TO DO:
Rewrite every line of the entries below as a numbered list, skipping any blank lines. Leave the images out.

DATASET EXTRACT:
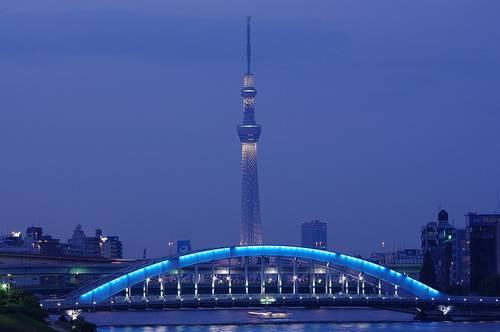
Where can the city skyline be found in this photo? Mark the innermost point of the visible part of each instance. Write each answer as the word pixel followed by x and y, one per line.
pixel 366 128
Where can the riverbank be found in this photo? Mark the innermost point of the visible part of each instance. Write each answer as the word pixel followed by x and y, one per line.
pixel 15 322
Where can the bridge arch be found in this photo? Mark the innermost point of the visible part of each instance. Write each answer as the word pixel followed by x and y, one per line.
pixel 109 287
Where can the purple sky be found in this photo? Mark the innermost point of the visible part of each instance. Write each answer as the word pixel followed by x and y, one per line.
pixel 122 115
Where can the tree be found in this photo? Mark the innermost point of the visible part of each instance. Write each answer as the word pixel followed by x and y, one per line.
pixel 427 273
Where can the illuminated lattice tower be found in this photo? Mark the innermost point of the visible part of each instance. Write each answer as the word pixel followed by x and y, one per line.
pixel 249 133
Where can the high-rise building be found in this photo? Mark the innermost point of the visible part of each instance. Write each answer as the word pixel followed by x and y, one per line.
pixel 183 247
pixel 482 257
pixel 249 133
pixel 436 237
pixel 112 247
pixel 94 246
pixel 459 244
pixel 314 234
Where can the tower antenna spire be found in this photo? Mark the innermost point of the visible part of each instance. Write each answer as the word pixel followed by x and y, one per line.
pixel 248 44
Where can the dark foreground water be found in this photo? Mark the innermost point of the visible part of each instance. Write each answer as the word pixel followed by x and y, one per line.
pixel 237 320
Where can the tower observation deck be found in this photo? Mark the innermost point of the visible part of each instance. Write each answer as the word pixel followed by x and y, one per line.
pixel 249 133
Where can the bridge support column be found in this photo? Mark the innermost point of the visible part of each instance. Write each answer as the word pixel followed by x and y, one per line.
pixel 329 282
pixel 196 280
pixel 363 285
pixel 294 276
pixel 262 280
pixel 214 278
pixel 246 274
pixel 127 294
pixel 229 277
pixel 327 276
pixel 145 289
pixel 162 289
pixel 178 283
pixel 278 267
pixel 312 280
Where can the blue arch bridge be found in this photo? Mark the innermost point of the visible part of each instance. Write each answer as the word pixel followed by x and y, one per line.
pixel 265 275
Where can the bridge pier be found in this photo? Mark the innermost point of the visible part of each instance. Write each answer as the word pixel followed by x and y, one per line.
pixel 329 282
pixel 278 268
pixel 196 280
pixel 312 282
pixel 229 277
pixel 295 276
pixel 246 274
pixel 178 283
pixel 262 279
pixel 162 290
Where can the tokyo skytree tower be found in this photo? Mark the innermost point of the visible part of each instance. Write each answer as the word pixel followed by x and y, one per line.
pixel 249 133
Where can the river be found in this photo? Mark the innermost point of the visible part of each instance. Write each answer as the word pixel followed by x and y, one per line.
pixel 237 320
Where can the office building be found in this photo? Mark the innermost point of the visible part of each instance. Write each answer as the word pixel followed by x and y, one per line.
pixel 436 237
pixel 314 234
pixel 482 258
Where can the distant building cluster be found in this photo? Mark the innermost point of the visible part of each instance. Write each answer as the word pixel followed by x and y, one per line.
pixel 79 245
pixel 314 234
pixel 451 258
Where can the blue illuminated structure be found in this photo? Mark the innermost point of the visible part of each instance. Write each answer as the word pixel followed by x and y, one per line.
pixel 111 287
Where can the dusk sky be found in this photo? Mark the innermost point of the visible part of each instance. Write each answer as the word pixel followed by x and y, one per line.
pixel 122 115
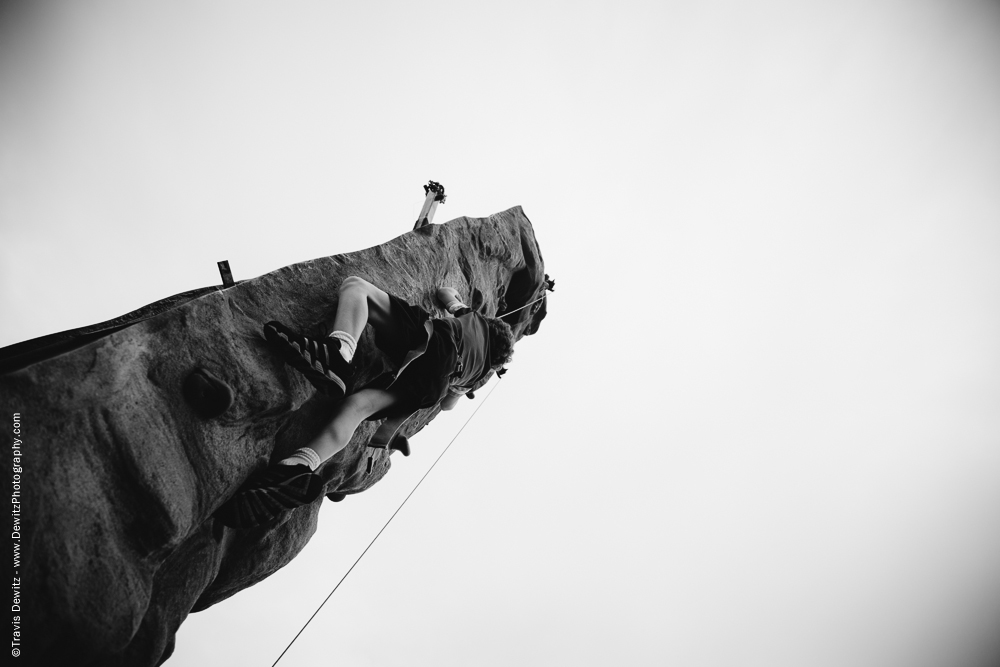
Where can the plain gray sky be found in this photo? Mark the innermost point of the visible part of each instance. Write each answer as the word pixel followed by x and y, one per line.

TASK RESPONSE:
1. Where can the city skyline be found in this photo? Mark the innermost point of the visible part of each instance. Write each answer as the word pixel followed by x and y, one per line.
2. pixel 366 128
3. Where can the riverbank be found in this photo? Mark the innermost point of the visible part of each instance. Write each answer as the word pixel followed by x and y, one per line.
4. pixel 15 322
5. Where can the bridge arch be found in this photo? Mark the innermost point of the visible part of each instance. Write each answer as the word pixel followed by x and y, one per line.
6. pixel 109 287
7. Where can the purple sky be found in this photo? Mark the innermost point of the visible part of each instance. Write each answer as the word pixel followed by x and y, one per line.
8. pixel 122 115
9. Where can the tree be found in this photo? Mark the innermost point of the visible part of each instance. Write each answer as the word pixel followed by x and y, one per line.
10. pixel 427 273
11. Where can the illuminated lattice tower be found in this photo? Mark the innermost point of the visible part of each instance. Write each answer as the word pixel followed by x and y, one per line.
12. pixel 249 133
13. Where can the high-rise building be found in this photo? Mark the innermost point of the visible part of each instance. Write each answer as the word pixel followed by x and y, one per line.
14. pixel 183 247
15. pixel 482 257
16. pixel 249 133
17. pixel 436 237
18. pixel 112 247
19. pixel 94 246
20. pixel 459 244
21. pixel 314 234
22. Where can the tower antenna spire be found in this photo? Mark the innermost point of the visible part of each instance. Write each answer as the word pixel followed by x and y, one per line.
23. pixel 248 44
24. Where can the dark foreground water be found in this photo? Mark the innermost point of the visible part of each instance. Write each answer as the word pixel followed by x and y, one per line.
25. pixel 237 320
26. Where can the tower observation deck be found in this photo? Mark the innermost point of the visible part of each instance. Write each answer as the word pixel followed by x and y, one per line.
27. pixel 249 133
28. Where can the bridge support column be found in this photo? Mark the innermost point of the visible part of each instance. Write each answer as the word pixel followed by x and y, one per line.
29. pixel 329 282
30. pixel 196 280
31. pixel 363 285
32. pixel 294 276
33. pixel 262 280
34. pixel 214 278
35. pixel 246 274
36. pixel 127 294
37. pixel 229 277
38. pixel 327 276
39. pixel 145 289
40. pixel 162 289
41. pixel 178 283
42. pixel 278 267
43. pixel 312 280
44. Where can the blue arch bridge be found in this photo? Mark the innermost point of the visible part of each instance. Write each answer as the word pixel followed by x and y, one per line.
45. pixel 265 275
46. Where can the bridge pier be found in this photo? Mark the innermost point of the visible part of each instance. Write each answer as the word pixel followed by x and y, one per line.
47. pixel 329 282
48. pixel 278 268
49. pixel 196 280
50. pixel 312 282
51. pixel 229 277
52. pixel 295 276
53. pixel 246 274
54. pixel 178 283
55. pixel 262 279
56. pixel 162 290
57. Where can the tokyo skytree tower be found in this photo? Mark the innermost point of the visible part of each instance. Write each answer as the word pixel followed by x and y, one per line.
58. pixel 249 133
59. Where can the river be found in this photo? Mark the innermost point of the visible part of each instance. Write each answer as the word pixel followed by x and y, one per line.
60. pixel 237 320
61. Where can the office building be found in this photo? Mark the innermost point of the visible part of each instance. Write each answer as the word pixel followed by x and y, one per line.
62. pixel 436 237
63. pixel 314 234
64. pixel 482 258
65. Where can the distant building cluster be found in this photo? Mark the innermost point of the visible part of each instance. Write each answer as the word pixel followed by x and y, one per line.
66. pixel 79 245
67. pixel 314 234
68. pixel 451 258
69. Where can the blue illuminated structure be found in this photo? Mark the innermost point of the visible part of each instance. Write each answer as the word pixel followed by x and y, one per line.
70. pixel 111 287
71. Where can the dusk sky be found in this photo? Mark the innermost point of the visible part of each instance. Write each answer as the word pixel followed by x and y, one per line.
72. pixel 122 115
73. Where can the plain gray sky be found in this photo? Mark the innermost point of the visible part of each instance. Write each answer as the word pixel followed by x and y, one per line.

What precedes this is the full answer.